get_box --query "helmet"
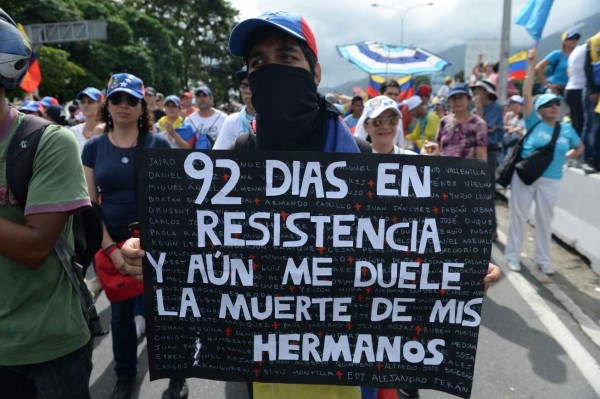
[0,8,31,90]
---
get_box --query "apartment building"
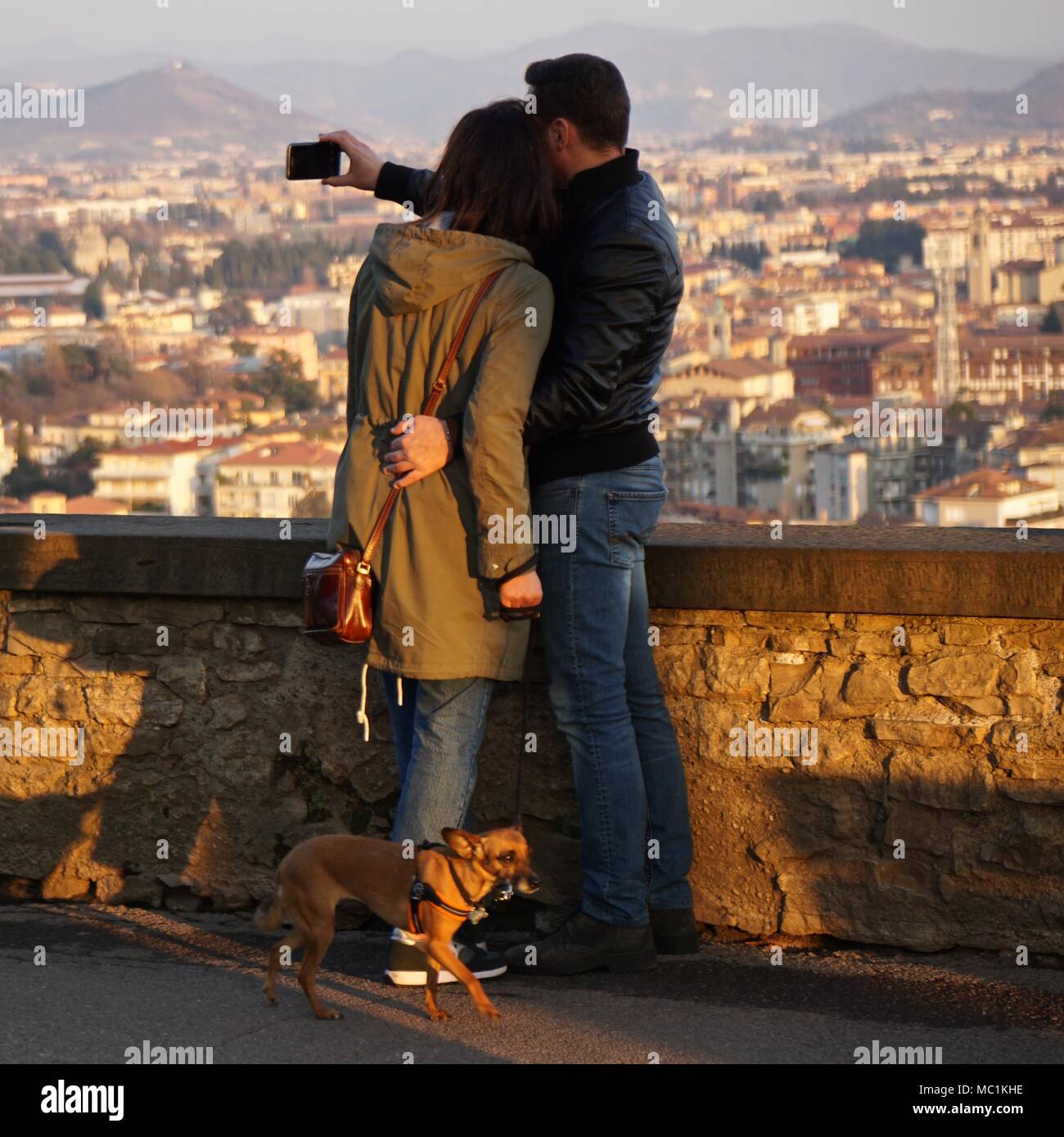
---
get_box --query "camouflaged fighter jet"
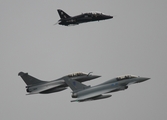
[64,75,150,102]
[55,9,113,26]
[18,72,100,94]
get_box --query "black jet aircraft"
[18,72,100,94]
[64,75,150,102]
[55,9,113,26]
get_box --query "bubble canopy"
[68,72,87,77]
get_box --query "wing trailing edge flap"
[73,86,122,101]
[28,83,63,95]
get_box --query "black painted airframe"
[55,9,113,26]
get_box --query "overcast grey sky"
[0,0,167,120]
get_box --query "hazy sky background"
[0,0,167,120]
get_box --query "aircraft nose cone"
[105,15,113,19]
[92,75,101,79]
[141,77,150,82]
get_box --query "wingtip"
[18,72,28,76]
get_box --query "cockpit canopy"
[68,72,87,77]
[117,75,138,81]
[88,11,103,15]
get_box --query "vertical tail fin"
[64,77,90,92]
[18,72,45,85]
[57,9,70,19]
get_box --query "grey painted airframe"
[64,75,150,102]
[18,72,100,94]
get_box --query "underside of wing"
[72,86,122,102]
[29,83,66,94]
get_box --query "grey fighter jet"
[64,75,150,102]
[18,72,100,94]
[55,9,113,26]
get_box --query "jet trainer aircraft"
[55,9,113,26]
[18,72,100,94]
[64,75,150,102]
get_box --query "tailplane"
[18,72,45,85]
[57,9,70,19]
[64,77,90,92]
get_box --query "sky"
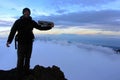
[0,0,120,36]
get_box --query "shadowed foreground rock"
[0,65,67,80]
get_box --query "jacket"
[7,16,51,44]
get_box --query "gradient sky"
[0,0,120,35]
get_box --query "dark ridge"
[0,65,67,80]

### [To be done]
Extract each row above that contains the word "black", and copy those rows unchanged.

### [Solution to this problem]
get_box --query "black jet aircraft"
get_box --query "black painted airframe"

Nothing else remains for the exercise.